:: Goal of the exercise ::
Set down each line of the data below exactly.

**** Data for the task ****

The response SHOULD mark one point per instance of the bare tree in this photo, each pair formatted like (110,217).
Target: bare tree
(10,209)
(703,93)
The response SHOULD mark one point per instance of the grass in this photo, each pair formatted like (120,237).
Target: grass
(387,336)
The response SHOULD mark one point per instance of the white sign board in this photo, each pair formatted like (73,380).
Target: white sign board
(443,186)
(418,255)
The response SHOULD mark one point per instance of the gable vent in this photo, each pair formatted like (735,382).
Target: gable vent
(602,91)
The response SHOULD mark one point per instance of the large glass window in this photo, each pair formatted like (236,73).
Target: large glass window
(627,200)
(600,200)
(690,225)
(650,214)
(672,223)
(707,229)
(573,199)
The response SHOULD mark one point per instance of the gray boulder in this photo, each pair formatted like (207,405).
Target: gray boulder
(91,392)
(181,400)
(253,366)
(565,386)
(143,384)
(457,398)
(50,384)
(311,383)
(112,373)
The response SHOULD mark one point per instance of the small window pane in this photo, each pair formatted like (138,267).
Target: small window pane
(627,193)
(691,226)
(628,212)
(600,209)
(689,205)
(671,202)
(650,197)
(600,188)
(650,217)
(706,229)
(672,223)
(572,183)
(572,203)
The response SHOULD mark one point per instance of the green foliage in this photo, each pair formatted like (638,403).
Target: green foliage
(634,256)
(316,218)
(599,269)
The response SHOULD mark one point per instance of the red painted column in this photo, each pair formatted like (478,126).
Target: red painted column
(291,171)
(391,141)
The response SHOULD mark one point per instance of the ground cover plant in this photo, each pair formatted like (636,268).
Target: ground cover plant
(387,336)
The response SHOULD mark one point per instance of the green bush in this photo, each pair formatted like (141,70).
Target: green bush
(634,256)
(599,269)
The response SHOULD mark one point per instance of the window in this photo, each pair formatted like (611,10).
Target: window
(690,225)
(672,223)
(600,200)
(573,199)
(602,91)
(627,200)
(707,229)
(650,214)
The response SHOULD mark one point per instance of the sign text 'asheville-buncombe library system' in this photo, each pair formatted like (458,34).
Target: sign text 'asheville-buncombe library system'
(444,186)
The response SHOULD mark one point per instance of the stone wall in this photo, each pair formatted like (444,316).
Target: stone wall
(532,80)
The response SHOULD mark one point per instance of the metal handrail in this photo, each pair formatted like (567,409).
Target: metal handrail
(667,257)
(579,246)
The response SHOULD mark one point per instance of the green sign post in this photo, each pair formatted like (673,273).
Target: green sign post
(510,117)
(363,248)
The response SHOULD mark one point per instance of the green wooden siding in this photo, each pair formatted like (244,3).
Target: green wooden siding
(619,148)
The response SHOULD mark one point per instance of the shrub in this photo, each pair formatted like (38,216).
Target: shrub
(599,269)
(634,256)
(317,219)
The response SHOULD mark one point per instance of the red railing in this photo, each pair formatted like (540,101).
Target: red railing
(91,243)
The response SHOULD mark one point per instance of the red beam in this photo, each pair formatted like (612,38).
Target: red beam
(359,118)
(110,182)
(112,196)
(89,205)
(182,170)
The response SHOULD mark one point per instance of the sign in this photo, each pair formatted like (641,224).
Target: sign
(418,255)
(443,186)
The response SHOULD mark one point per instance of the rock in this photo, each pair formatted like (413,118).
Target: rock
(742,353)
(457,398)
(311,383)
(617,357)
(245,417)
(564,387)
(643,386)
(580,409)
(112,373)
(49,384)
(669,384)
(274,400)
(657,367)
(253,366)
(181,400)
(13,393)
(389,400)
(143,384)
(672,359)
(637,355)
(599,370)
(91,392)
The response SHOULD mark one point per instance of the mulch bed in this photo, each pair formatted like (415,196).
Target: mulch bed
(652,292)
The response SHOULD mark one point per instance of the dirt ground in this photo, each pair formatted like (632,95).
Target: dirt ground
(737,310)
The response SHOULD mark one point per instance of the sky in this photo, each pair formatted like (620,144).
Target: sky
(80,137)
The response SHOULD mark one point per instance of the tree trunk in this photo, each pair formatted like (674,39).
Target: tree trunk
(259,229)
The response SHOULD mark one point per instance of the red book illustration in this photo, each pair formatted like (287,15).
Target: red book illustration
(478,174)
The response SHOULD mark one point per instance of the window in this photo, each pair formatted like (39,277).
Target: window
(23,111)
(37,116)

****

:: Response area ::
The response SHOULD mark one point per instance of the bare tree in this photo, each pair formatted like (110,217).
Target: bare tree
(10,209)
(703,93)
The response SHOULD mark one point per instance of the grass in this photo, each pair formatted like (120,237).
Target: grass
(387,336)
The response SHOULD mark one point per instance of the white sign board in this photo, each pair formatted like (73,380).
Target: white sign board
(443,186)
(418,255)
The response SHOULD mark one point per instance of the gable vent in this photo, each pair formatted like (735,382).
Target: gable vent
(602,91)
The response SHOULD mark one point per instance of the large glass window in this photo, each pair formatted like (236,73).
Target: large glass window
(627,200)
(600,200)
(690,225)
(650,214)
(672,223)
(707,229)
(573,199)
The response SHOULD mark one point per instance of the gray boulder in this photo, each pair formatted like (207,405).
Target: gray boulder
(91,392)
(181,400)
(253,366)
(565,386)
(143,384)
(457,398)
(50,384)
(311,383)
(112,373)
The response SHOULD mark one point per instance of the small window pane in this photo, each pair formatted like (138,267).
Target: small window pane
(627,193)
(691,226)
(628,212)
(600,209)
(689,205)
(671,202)
(650,197)
(600,188)
(650,217)
(706,229)
(672,223)
(572,183)
(572,203)
The response SHOULD mark one point per instance of the green foliage in this photo, each pair formatted like (638,403).
Target: green foliage
(634,256)
(316,218)
(599,269)
The response SHOULD mark one point per instance of the red painted column in this photo, each pair formatted like (478,126).
Target: red painted column
(291,171)
(391,141)
The response SHOULD mark one point per instance of the ground cover plant in this photo, each pair formatted like (636,268).
Target: ground cover plant
(387,336)
The response SHOULD mark one point per instance of the green bush in this photo, each pair formatted like (141,70).
Target: green bush
(634,256)
(599,269)
The response SHOULD mark one point per instance of the window in this photo, each pair formatted like (611,10).
Target: window
(690,225)
(672,223)
(600,200)
(573,199)
(602,91)
(627,200)
(707,229)
(650,214)
The response SHOULD mark one point per instance of the sign text 'asheville-buncombe library system' in this photo, each pair formatted like (458,34).
Target: sign text 'asheville-buncombe library system'
(444,186)
The response SHOULD mark one point per instance of the stone wall in this photo, each pair formatted like (444,316).
Target: stone wall
(532,80)
The response SHOULD mark one point per instance of the metal handrail in this photo, each pair formatted like (567,409).
Target: metal handrail
(667,257)
(579,246)
The response SHOULD mark one point per instance of the green sign post in this photo, each pair formatted like (673,273).
Target: green sign post
(510,117)
(363,248)
The response SHOULD mark one point per instance of the green wooden siding in this photo, each pair formatted like (244,3).
Target: green wooden siding
(619,148)
The response SHOULD mark one point per instance of the shrub in this photo, each pair formatted like (38,216).
Target: shrub
(599,269)
(634,256)
(317,219)
The response SHOULD mark one point per instance of the red railing in this photo, each pair formatted like (540,101).
Target: red railing
(91,243)
The response SHOULD mark one point per instance of the red beam in this photo, each pair formatted like (612,38).
Target: red beam
(359,118)
(110,182)
(112,196)
(89,205)
(182,170)
The response SHOULD mark one point per instance of the sign in this photo, each pair formatted like (641,224).
Target: sign
(418,255)
(443,186)
The response SHOULD mark one point per instance of the rock in this photo, each pair formatted like (413,118).
Target: rock
(742,353)
(457,398)
(311,383)
(617,357)
(245,417)
(564,387)
(643,386)
(580,409)
(112,373)
(49,384)
(669,384)
(274,400)
(657,367)
(253,366)
(181,400)
(13,393)
(389,400)
(143,384)
(672,359)
(637,355)
(599,370)
(91,392)
The response SHOULD mark one point per instance of the mulch bed in this photo, each pair formatted like (415,196).
Target: mulch bed
(652,292)
The response SHOULD mark one point per instance of the dirt ground in this photo, each pair formatted like (632,95).
Target: dirt ground
(737,310)
The response SHOULD mark one point per instance of the sky in this photo, each pair formatted like (620,144).
Target: sky
(80,137)
The response SHOULD mark one point per instance of the tree trunk in this photo, each pair formatted like (674,39).
Target: tree trunk
(259,229)
The response SHOULD mark one point per instance of the red book illustration in this photo, each pair formatted like (287,15).
Target: red book illustration
(478,174)
The response SHOULD mark one point per instance of the window in this photo, each pair formatted like (39,277).
Target: window
(23,111)
(37,116)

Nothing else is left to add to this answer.